#### [EXTRAIT]
┄┄┄┄┄┄
Laurent Sailly : Il est urgent de rendre la Justice indépendante


«Nommer une personnalité aussi clivante et qui méprise à ce point les magistrats, c'est une déclaration de guerre à la magistrature», a affirmé Céline Parisot, présidente de l'Union syndicale des magistrats, face à la nomination de l'avocat Eric Dupond-Moretti ce lundi au poste de garde des Sceaux. Du côté des justiciables, le malaise rencontré par une grande majorité des français et la crise de confiance que connaît cette institution doivent amener nos responsables politiques à consacrer la Justice comme un pouvoir indépendant.

Si le terme de magistrat désigne au sens large toute personne dotée d’une fonction d’autorité, dans le domaine judiciaire les magistrats sont les membres professionnels des juridictions de l’ordre judiciaire, bénéficiant d’un statut constitutionnel, regroupés en un corps unique et chargés d’assurer l’application de la loi dans les litiges qui leur sont soumis.
┄┄┄┄┄┄
#### [ENTRÉES RÉPERTORIÉES]
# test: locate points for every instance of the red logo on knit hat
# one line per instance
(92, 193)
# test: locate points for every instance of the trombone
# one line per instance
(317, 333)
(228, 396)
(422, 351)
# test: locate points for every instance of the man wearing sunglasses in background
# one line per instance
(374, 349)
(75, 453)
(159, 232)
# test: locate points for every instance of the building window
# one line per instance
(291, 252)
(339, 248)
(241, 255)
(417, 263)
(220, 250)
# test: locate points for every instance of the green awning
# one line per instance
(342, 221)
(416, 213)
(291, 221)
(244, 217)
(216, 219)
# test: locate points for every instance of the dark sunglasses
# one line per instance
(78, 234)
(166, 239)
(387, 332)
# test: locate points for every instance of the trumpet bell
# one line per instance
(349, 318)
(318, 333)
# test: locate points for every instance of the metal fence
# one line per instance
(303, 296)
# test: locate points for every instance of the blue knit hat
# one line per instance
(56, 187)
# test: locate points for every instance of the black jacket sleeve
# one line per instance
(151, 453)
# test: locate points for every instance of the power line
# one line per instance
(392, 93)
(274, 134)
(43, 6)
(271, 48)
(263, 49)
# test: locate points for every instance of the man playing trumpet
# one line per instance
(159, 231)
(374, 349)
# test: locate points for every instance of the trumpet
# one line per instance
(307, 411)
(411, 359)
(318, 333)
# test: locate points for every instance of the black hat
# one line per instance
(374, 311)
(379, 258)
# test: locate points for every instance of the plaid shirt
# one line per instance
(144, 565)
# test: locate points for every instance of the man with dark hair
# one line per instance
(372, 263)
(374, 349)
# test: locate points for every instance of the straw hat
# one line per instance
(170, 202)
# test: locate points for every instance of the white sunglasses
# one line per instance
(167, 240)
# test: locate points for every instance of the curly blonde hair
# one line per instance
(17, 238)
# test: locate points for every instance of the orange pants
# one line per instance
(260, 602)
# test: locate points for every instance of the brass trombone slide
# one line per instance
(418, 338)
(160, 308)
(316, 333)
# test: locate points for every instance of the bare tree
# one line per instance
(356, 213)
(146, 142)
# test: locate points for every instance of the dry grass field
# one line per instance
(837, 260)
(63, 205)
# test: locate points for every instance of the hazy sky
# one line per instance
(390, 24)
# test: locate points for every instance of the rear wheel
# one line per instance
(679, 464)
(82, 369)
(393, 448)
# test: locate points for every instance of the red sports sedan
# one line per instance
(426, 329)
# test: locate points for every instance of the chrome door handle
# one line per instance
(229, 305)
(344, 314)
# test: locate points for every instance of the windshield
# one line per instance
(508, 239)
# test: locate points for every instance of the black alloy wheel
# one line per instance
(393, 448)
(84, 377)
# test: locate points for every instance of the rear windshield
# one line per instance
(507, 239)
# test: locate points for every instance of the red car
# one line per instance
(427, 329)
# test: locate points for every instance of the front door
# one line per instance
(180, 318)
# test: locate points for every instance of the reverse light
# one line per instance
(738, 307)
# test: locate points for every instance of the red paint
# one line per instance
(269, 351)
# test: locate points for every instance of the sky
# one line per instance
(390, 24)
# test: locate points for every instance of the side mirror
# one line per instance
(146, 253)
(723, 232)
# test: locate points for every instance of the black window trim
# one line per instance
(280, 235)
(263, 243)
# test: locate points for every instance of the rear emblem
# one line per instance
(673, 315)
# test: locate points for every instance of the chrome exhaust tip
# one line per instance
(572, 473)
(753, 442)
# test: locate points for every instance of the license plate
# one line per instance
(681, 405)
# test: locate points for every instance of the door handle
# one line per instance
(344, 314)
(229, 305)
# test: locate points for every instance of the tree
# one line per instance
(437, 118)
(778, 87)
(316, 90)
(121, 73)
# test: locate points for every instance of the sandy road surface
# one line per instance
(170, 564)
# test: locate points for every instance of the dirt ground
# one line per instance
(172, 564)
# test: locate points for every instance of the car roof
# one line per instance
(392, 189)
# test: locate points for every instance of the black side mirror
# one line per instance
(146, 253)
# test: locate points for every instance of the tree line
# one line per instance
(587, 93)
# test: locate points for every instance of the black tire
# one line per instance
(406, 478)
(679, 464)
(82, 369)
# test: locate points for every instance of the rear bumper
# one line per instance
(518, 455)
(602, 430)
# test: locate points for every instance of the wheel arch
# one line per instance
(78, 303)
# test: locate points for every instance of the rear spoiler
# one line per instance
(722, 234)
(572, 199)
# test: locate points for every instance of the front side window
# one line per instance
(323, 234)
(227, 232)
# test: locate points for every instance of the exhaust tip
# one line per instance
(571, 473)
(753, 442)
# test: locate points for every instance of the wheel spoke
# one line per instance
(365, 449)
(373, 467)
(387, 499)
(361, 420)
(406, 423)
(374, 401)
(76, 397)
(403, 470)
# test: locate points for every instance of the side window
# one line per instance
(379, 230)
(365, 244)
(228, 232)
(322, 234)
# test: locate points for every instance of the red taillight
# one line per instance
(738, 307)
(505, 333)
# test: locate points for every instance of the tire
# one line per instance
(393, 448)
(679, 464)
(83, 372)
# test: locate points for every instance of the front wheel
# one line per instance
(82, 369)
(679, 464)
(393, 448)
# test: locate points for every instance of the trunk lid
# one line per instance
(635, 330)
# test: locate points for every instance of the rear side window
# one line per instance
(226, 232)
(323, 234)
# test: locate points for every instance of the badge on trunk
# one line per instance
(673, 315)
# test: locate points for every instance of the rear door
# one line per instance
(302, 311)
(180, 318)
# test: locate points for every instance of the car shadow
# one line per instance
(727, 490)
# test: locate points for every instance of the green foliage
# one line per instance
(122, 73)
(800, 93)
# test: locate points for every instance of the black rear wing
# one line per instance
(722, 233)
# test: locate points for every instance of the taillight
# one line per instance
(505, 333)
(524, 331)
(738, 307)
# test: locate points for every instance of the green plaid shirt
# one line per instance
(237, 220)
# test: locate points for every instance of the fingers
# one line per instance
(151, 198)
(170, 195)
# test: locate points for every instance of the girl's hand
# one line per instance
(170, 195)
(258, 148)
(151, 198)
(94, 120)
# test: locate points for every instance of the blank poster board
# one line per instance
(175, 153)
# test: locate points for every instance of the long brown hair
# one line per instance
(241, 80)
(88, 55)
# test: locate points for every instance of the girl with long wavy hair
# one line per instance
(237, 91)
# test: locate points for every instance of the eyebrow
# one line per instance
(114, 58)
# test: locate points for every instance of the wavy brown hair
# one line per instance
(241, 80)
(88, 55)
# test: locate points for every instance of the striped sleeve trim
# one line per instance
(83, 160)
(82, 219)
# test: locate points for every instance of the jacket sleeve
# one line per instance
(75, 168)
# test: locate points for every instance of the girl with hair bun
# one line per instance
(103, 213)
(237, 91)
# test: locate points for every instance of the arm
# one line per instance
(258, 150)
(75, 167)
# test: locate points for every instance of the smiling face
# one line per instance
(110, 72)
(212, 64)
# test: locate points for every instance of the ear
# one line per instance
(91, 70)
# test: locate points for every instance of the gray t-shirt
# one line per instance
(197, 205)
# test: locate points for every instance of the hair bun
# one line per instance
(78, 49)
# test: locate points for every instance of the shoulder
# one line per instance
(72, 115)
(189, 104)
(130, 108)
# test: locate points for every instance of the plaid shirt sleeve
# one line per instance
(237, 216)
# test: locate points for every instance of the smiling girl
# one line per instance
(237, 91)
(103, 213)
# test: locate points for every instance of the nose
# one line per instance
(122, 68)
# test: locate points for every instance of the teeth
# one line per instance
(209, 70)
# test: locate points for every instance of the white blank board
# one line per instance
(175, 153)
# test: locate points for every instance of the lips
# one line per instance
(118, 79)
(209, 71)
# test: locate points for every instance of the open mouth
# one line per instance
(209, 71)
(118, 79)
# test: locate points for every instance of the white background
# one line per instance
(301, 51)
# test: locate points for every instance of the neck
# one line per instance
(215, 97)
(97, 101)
┄┄┄┄┄┄
#### [CONSIGNE]
Veuillez citer fidèlement l'extrait sur l'indépendance de la justice, de « Laurent Sailly : Il » jusqu'à « un pouvoir indépendant. » inclus.

#### [RÉPONSE AU PROBLÈME]
Laurent Sailly : Il est urgent de rendre la Justice indépendante


«Nommer une personnalité aussi clivante et qui méprise à ce point les magistrats, c'est une déclaration de guerre à la magistrature», a affirmé Céline Parisot, présidente de l'Union syndicale des magistrats, face à la nomination de l'avocat Eric Dupond-Moretti ce lundi au poste de garde des Sceaux. Du côté des justiciables, le malaise rencontré par une grande majorité des français et la crise de confiance que connaît cette institution doivent amener nos responsables politiques à consacrer la Justice comme un pouvoir indépendant.